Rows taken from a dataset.

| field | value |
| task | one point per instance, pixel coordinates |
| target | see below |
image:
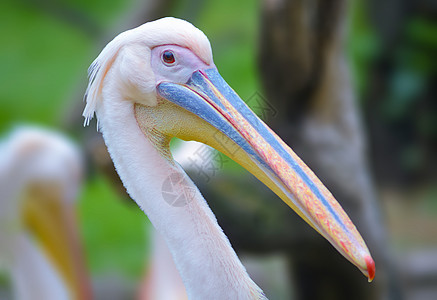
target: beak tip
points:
(370, 267)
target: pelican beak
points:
(52, 224)
(223, 121)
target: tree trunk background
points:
(306, 78)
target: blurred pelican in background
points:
(40, 175)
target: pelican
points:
(40, 174)
(159, 81)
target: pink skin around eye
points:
(186, 63)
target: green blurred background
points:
(47, 46)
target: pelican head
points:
(162, 74)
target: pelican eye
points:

GIVEN INSTRUCTION. Copy every item above exactly, leaving out the pictures.

WRITTEN RESPONSE.
| field | value |
| task | one point per instance, pixel coordinates |
| target | see below |
image:
target: beak tip
points:
(370, 267)
target: pelican beak
points:
(52, 224)
(223, 121)
target: tree trunk background
points:
(306, 78)
target: blurred pelican in background
points:
(40, 175)
target: pelican
points:
(40, 174)
(159, 81)
target: pink skin around eye
points:
(186, 63)
target: green blurred background
points:
(47, 46)
target: pelican head
points:
(162, 74)
target: pelican eye
points:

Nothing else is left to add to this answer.